Data section below:

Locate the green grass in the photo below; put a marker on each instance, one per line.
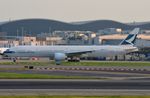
(103, 63)
(74, 96)
(36, 76)
(83, 63)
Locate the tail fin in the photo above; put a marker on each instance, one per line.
(130, 39)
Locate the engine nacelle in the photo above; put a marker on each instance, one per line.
(59, 57)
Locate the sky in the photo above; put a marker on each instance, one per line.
(76, 10)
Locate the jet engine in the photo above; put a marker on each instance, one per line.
(59, 57)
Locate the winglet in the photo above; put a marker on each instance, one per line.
(130, 39)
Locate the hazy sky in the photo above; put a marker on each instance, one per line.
(76, 10)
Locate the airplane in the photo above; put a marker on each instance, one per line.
(61, 52)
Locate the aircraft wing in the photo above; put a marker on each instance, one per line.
(73, 53)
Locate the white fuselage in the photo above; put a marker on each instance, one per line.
(49, 51)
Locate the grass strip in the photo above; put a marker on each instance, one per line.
(74, 96)
(84, 63)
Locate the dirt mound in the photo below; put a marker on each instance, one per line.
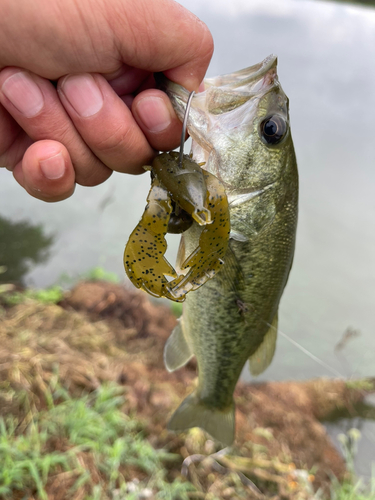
(103, 332)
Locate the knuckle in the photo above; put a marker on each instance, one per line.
(119, 138)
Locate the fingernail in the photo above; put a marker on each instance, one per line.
(53, 167)
(23, 93)
(83, 94)
(154, 114)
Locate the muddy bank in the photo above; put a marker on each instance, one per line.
(104, 332)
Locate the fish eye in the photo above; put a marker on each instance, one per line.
(273, 129)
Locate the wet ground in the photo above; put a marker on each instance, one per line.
(105, 332)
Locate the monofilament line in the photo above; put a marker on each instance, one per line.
(184, 125)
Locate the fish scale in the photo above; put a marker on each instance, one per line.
(241, 133)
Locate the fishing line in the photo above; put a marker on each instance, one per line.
(184, 125)
(312, 356)
(308, 353)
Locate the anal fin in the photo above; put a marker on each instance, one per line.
(177, 351)
(262, 357)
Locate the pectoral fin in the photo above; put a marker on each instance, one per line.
(262, 357)
(177, 351)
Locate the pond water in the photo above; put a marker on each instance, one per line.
(326, 53)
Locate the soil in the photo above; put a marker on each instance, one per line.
(102, 332)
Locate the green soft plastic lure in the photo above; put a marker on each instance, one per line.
(179, 196)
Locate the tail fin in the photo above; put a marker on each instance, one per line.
(194, 413)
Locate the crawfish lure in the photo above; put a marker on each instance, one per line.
(180, 195)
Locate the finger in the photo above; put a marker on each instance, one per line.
(33, 102)
(105, 122)
(46, 171)
(75, 37)
(154, 114)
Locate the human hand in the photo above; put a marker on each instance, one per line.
(104, 114)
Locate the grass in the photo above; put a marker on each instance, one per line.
(86, 446)
(352, 488)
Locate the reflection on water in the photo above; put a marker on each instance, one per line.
(325, 53)
(22, 246)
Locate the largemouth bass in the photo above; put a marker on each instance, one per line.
(241, 134)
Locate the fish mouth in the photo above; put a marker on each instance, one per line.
(223, 116)
(226, 106)
(232, 88)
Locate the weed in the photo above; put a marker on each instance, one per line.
(95, 447)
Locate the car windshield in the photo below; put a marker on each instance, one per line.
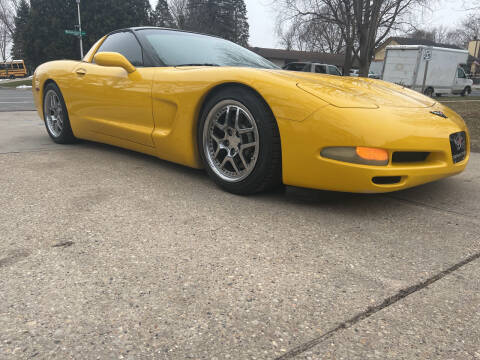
(176, 48)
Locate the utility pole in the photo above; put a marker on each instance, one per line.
(80, 29)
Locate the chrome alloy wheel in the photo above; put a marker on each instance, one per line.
(53, 113)
(231, 141)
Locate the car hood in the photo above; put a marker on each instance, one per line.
(354, 92)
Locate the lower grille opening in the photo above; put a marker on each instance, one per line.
(386, 180)
(409, 156)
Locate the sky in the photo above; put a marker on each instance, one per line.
(261, 15)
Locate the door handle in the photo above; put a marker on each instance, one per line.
(81, 72)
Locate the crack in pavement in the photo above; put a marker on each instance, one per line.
(421, 204)
(402, 294)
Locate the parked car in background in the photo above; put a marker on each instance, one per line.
(406, 65)
(356, 73)
(313, 67)
(13, 69)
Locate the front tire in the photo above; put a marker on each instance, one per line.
(239, 142)
(56, 116)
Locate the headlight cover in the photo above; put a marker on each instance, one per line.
(357, 155)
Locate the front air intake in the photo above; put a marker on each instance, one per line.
(386, 180)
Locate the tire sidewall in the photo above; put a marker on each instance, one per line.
(65, 135)
(259, 113)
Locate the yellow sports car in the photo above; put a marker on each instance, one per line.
(207, 103)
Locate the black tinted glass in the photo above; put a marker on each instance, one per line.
(126, 44)
(298, 67)
(176, 48)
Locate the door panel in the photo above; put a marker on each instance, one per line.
(110, 101)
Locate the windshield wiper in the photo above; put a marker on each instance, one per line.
(204, 64)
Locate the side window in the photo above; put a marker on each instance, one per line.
(320, 69)
(126, 44)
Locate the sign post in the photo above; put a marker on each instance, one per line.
(80, 29)
(427, 57)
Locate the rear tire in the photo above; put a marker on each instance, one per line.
(239, 142)
(55, 115)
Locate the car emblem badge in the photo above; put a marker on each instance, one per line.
(439, 113)
(459, 142)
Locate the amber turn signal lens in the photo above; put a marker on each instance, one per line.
(372, 154)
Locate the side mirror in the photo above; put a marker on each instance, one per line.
(112, 59)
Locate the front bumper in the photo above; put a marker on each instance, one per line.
(409, 130)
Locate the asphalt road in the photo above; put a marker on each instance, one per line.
(16, 100)
(105, 253)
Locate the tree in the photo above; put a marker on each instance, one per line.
(44, 37)
(7, 26)
(223, 18)
(312, 35)
(363, 24)
(21, 30)
(178, 9)
(162, 16)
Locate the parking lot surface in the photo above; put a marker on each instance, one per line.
(106, 253)
(16, 100)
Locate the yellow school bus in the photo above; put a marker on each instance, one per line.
(13, 69)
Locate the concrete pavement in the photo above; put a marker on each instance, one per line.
(105, 253)
(16, 100)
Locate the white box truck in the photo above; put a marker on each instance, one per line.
(406, 65)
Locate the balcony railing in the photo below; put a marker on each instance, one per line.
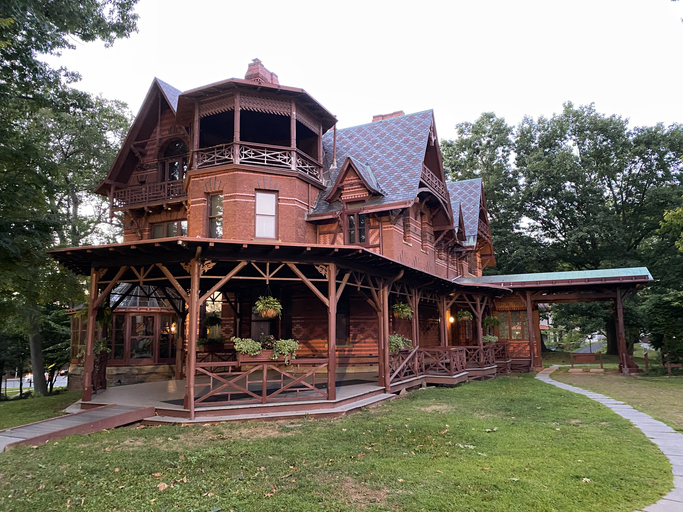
(260, 155)
(148, 193)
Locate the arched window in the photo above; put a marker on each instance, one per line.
(174, 161)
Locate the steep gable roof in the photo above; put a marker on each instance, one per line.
(394, 149)
(469, 194)
(170, 93)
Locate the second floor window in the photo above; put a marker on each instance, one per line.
(169, 229)
(216, 216)
(174, 163)
(356, 228)
(266, 214)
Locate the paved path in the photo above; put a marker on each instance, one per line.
(666, 438)
(595, 347)
(85, 422)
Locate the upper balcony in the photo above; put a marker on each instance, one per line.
(265, 155)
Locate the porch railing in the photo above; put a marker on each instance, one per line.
(263, 382)
(258, 154)
(149, 193)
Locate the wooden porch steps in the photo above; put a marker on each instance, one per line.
(258, 414)
(85, 422)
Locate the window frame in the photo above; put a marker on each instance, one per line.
(212, 217)
(275, 216)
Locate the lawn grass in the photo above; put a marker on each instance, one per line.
(660, 397)
(29, 410)
(513, 443)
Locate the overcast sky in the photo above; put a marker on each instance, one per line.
(460, 58)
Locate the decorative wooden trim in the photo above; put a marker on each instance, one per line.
(265, 105)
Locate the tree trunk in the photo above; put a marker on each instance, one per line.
(36, 346)
(611, 334)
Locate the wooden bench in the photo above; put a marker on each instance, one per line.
(585, 358)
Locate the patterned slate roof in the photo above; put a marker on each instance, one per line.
(468, 193)
(171, 94)
(367, 175)
(394, 149)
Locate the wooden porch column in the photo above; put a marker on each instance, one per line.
(332, 331)
(443, 310)
(385, 336)
(90, 338)
(193, 326)
(415, 304)
(621, 334)
(530, 330)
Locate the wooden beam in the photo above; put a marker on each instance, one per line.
(220, 283)
(308, 283)
(109, 287)
(174, 282)
(332, 332)
(89, 365)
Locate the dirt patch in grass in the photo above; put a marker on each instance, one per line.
(360, 496)
(436, 408)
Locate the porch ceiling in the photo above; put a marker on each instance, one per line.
(172, 252)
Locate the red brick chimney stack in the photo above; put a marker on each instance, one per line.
(382, 117)
(258, 73)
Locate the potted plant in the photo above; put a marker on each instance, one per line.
(212, 345)
(285, 348)
(268, 307)
(402, 310)
(398, 343)
(463, 315)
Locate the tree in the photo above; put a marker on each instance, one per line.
(28, 29)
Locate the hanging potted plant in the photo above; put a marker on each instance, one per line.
(268, 307)
(402, 310)
(463, 315)
(398, 343)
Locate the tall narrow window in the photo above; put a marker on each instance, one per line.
(266, 214)
(356, 228)
(406, 226)
(216, 216)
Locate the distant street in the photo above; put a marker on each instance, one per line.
(595, 347)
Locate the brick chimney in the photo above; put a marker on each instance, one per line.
(258, 73)
(382, 117)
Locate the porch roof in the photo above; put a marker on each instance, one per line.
(177, 250)
(635, 275)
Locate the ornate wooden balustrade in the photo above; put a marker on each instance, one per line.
(263, 382)
(148, 193)
(258, 154)
(406, 365)
(444, 360)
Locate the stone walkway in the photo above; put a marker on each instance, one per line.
(666, 438)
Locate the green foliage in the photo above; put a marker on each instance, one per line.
(463, 315)
(264, 304)
(285, 348)
(398, 342)
(247, 346)
(402, 310)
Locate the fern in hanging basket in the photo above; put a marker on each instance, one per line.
(490, 322)
(268, 307)
(211, 320)
(463, 315)
(402, 310)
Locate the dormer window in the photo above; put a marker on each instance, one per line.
(174, 161)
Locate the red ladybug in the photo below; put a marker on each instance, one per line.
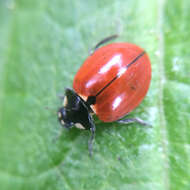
(113, 81)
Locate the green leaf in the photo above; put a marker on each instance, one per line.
(42, 45)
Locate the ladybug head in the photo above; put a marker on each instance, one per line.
(74, 112)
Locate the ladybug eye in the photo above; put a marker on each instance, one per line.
(62, 122)
(65, 101)
(59, 115)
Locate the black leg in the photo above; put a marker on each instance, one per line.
(133, 120)
(90, 142)
(103, 42)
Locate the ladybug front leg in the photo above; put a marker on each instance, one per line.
(133, 120)
(105, 40)
(90, 142)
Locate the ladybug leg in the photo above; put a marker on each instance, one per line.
(105, 40)
(90, 142)
(133, 120)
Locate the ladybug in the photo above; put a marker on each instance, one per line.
(112, 82)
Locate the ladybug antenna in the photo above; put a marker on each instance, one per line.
(52, 110)
(90, 142)
(120, 73)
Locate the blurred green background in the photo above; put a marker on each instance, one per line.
(42, 45)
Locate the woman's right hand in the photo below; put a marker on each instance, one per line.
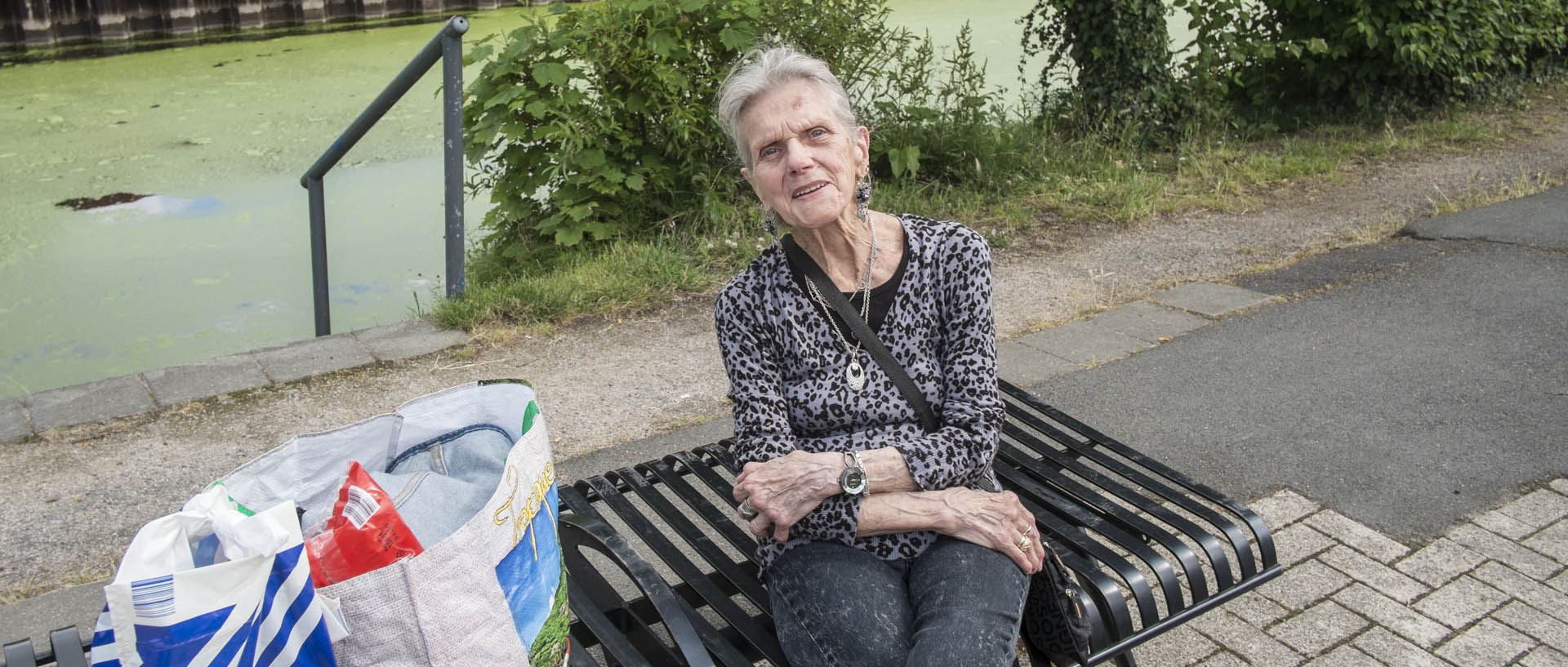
(998, 522)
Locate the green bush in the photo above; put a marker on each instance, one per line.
(596, 122)
(1295, 60)
(1120, 57)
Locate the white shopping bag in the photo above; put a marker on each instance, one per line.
(470, 469)
(214, 586)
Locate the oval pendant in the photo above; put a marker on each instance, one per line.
(855, 375)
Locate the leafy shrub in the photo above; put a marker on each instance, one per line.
(1120, 56)
(596, 122)
(1291, 60)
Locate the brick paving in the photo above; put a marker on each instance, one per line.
(1491, 592)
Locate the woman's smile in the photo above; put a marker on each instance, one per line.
(808, 190)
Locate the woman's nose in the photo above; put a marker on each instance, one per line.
(799, 157)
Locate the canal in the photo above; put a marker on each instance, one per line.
(216, 259)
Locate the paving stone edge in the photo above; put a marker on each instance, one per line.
(83, 402)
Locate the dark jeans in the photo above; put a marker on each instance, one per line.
(956, 605)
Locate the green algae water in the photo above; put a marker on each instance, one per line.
(218, 259)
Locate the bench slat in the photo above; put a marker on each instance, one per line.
(1125, 523)
(683, 567)
(1131, 522)
(1239, 542)
(68, 647)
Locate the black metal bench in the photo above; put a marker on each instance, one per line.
(1152, 547)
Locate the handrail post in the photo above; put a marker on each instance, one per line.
(448, 46)
(452, 104)
(323, 313)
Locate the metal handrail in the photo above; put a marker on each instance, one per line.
(448, 47)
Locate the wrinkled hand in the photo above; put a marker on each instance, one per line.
(786, 489)
(996, 520)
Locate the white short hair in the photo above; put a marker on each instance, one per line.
(764, 69)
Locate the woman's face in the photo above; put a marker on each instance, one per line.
(804, 163)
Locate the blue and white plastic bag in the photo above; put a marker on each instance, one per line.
(214, 586)
(470, 472)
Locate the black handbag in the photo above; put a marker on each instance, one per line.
(1054, 617)
(1056, 622)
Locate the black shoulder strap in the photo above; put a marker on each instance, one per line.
(862, 331)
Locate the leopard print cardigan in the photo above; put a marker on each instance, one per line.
(787, 389)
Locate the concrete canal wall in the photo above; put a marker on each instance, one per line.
(30, 25)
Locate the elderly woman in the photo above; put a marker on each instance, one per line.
(874, 545)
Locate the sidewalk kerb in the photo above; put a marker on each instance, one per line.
(13, 420)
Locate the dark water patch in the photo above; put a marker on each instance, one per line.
(80, 204)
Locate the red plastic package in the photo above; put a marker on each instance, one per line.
(364, 533)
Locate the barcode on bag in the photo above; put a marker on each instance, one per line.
(153, 598)
(359, 506)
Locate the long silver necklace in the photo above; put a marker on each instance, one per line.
(853, 373)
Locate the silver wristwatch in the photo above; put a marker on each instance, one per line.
(853, 479)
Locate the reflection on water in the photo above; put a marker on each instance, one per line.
(167, 279)
(216, 262)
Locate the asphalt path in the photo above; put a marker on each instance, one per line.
(1407, 384)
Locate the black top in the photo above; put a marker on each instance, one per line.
(882, 295)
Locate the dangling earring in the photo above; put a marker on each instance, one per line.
(862, 196)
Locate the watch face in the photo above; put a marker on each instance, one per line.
(853, 481)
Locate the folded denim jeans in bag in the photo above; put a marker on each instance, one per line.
(470, 472)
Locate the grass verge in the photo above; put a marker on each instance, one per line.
(1062, 182)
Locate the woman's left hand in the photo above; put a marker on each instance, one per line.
(786, 489)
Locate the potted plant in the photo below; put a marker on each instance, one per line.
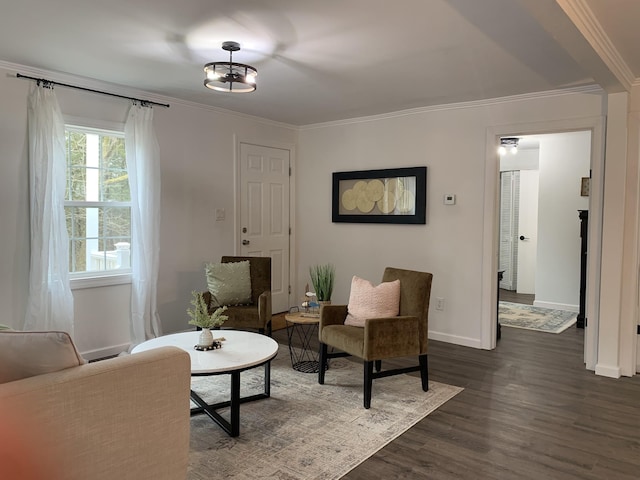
(200, 317)
(322, 277)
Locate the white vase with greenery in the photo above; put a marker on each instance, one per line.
(322, 277)
(200, 317)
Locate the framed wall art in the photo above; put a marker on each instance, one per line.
(394, 195)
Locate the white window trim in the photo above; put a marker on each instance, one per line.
(91, 280)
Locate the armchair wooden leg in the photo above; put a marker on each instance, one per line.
(424, 372)
(368, 383)
(322, 361)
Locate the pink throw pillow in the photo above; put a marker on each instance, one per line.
(369, 301)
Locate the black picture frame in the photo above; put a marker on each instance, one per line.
(391, 195)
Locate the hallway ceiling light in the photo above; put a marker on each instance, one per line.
(230, 77)
(508, 144)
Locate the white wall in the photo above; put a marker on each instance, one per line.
(197, 148)
(564, 160)
(451, 142)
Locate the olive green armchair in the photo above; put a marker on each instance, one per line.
(257, 314)
(382, 338)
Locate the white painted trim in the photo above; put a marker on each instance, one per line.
(80, 283)
(457, 106)
(585, 20)
(105, 352)
(90, 83)
(611, 371)
(455, 339)
(557, 306)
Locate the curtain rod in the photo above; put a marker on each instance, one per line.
(51, 82)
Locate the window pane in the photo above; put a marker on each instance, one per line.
(77, 257)
(99, 236)
(115, 222)
(114, 177)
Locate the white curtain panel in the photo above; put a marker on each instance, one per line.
(50, 301)
(143, 165)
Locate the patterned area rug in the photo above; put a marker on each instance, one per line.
(535, 318)
(306, 430)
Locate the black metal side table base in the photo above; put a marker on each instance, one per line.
(304, 359)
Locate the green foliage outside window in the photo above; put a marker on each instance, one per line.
(97, 207)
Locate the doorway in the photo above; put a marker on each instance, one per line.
(540, 200)
(264, 185)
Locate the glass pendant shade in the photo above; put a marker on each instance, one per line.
(230, 77)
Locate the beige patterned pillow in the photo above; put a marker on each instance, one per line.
(229, 283)
(369, 301)
(26, 354)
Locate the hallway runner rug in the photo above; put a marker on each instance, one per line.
(535, 318)
(306, 431)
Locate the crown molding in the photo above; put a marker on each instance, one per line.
(90, 83)
(591, 88)
(587, 23)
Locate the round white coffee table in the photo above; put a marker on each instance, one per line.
(240, 351)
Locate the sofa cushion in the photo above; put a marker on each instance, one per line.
(229, 283)
(369, 301)
(26, 354)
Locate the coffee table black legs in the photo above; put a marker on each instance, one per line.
(231, 426)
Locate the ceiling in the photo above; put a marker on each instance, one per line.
(327, 60)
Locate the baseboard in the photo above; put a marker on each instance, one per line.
(608, 371)
(455, 339)
(104, 352)
(557, 306)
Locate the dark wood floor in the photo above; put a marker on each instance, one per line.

End of Data section.

* [Prompt]: From the line containing "Locate the baseboard" down to the last line of the data above, copy every line exactly; leave out all other lines.

* [Output below]:
Locate the baseboard in the photo above; put a marker on each instance, one per line.
(608, 371)
(455, 339)
(104, 352)
(557, 306)
Locate the dark wood floor in the photo above; put a marker on each instance, one per line.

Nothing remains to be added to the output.